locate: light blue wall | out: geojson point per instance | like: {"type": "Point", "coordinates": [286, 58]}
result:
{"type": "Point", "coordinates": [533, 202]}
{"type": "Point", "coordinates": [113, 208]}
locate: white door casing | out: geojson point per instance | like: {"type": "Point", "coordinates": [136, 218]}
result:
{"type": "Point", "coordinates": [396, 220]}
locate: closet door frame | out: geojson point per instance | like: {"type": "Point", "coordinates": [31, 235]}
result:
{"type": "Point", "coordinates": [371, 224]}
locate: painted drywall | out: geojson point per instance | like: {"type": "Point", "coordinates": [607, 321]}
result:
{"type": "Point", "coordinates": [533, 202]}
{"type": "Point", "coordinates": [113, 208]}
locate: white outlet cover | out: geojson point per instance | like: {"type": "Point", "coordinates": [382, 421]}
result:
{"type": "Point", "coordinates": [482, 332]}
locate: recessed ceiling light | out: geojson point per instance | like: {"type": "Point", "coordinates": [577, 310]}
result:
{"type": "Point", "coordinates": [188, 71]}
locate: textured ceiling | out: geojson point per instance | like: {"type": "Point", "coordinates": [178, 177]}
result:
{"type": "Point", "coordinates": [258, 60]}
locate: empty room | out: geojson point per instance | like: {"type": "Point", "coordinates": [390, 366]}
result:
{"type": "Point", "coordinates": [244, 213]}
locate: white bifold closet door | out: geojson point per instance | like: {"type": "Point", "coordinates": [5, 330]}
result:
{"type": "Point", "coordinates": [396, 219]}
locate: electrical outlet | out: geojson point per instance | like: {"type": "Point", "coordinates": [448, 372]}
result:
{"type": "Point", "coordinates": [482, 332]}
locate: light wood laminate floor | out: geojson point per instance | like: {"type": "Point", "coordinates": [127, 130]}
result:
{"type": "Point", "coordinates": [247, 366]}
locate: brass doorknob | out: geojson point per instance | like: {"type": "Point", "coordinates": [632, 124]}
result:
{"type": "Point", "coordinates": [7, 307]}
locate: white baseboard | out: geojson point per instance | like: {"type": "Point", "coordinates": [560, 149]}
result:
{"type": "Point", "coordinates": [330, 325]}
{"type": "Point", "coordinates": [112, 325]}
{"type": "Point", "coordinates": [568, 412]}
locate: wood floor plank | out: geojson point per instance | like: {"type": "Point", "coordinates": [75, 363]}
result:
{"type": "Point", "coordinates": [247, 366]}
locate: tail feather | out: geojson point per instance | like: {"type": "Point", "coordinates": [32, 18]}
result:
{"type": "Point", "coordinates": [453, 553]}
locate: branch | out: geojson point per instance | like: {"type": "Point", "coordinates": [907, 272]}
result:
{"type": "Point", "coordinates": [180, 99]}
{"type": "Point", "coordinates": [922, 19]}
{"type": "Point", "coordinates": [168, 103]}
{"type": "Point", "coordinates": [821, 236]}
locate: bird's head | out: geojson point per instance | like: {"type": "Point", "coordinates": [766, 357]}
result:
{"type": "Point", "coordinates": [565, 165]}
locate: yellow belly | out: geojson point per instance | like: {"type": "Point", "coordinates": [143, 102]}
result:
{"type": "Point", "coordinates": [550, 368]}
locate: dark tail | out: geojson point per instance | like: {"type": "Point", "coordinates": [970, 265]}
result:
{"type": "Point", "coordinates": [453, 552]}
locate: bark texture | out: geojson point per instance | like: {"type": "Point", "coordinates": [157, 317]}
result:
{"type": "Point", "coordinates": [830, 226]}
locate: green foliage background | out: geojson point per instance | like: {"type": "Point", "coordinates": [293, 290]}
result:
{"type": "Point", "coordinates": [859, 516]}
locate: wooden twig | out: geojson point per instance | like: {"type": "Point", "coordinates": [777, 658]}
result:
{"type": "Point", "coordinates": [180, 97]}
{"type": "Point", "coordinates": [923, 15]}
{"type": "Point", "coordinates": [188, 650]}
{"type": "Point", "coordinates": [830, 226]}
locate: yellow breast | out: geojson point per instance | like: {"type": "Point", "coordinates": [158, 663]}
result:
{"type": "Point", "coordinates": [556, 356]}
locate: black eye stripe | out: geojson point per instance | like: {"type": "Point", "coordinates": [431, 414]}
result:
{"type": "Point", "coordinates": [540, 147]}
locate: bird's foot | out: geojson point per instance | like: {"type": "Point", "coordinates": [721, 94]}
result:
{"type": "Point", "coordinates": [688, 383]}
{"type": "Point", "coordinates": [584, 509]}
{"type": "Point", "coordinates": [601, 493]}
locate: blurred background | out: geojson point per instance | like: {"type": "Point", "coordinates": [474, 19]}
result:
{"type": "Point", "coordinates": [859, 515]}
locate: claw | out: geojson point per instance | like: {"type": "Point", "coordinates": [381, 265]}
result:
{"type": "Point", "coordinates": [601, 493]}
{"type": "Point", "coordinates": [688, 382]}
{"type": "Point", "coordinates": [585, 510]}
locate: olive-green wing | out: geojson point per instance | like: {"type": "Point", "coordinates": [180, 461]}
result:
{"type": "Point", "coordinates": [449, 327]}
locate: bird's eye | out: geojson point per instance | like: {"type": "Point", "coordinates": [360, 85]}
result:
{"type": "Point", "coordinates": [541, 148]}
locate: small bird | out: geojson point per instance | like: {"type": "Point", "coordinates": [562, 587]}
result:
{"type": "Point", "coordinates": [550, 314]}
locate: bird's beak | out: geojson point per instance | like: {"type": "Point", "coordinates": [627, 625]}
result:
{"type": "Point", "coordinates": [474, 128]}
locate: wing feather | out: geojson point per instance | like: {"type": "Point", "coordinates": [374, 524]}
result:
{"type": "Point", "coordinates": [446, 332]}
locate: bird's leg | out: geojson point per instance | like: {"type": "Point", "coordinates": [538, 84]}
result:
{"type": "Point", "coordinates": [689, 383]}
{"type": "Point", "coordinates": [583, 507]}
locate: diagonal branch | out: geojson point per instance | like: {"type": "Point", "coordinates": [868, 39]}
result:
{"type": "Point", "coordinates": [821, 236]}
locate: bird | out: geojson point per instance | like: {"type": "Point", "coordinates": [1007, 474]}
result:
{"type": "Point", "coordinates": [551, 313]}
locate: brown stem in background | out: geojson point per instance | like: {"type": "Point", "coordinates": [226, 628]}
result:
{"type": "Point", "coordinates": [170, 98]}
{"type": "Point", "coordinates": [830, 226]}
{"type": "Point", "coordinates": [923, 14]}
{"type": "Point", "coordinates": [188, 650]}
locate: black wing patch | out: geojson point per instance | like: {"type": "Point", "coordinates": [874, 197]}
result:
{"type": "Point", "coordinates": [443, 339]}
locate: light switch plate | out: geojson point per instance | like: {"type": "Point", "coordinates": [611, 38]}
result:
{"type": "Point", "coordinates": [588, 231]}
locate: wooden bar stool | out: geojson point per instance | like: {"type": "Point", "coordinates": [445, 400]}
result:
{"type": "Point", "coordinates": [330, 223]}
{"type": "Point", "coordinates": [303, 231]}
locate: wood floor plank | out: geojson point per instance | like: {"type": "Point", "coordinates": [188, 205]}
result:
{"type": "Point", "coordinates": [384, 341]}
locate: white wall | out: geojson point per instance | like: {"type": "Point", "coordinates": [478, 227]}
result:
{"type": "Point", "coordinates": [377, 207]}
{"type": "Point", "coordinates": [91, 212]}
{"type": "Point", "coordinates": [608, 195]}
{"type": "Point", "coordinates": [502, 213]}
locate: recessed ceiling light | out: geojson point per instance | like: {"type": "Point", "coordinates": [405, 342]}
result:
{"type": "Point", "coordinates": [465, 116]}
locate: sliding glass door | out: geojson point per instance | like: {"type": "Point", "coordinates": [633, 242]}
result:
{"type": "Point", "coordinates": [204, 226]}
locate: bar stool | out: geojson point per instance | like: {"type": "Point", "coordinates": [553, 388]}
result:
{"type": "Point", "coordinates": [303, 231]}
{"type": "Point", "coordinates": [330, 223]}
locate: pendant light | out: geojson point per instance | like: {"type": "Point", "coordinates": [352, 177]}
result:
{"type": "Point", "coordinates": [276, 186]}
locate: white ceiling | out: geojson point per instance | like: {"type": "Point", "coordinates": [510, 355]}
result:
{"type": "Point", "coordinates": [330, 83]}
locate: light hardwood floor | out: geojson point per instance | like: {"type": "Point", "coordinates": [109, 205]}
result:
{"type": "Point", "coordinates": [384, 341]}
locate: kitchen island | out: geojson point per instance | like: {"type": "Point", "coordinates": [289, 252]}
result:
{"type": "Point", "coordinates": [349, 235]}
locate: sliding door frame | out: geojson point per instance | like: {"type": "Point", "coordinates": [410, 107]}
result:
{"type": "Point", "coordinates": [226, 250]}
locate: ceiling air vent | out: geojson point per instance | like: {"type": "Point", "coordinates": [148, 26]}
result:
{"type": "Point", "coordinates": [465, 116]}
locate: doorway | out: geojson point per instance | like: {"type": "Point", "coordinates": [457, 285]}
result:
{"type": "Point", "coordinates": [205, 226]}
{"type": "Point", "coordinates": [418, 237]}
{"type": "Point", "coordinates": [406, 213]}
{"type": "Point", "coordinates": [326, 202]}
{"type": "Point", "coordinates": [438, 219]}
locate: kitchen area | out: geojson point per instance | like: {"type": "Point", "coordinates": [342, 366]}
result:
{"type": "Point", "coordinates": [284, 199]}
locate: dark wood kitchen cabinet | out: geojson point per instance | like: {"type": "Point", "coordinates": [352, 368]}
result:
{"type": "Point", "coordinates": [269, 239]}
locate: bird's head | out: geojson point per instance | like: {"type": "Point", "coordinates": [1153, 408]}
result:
○ ○ ○ ○ ○
Your answer should consist only of the number of lines in the entries above that include "head".

2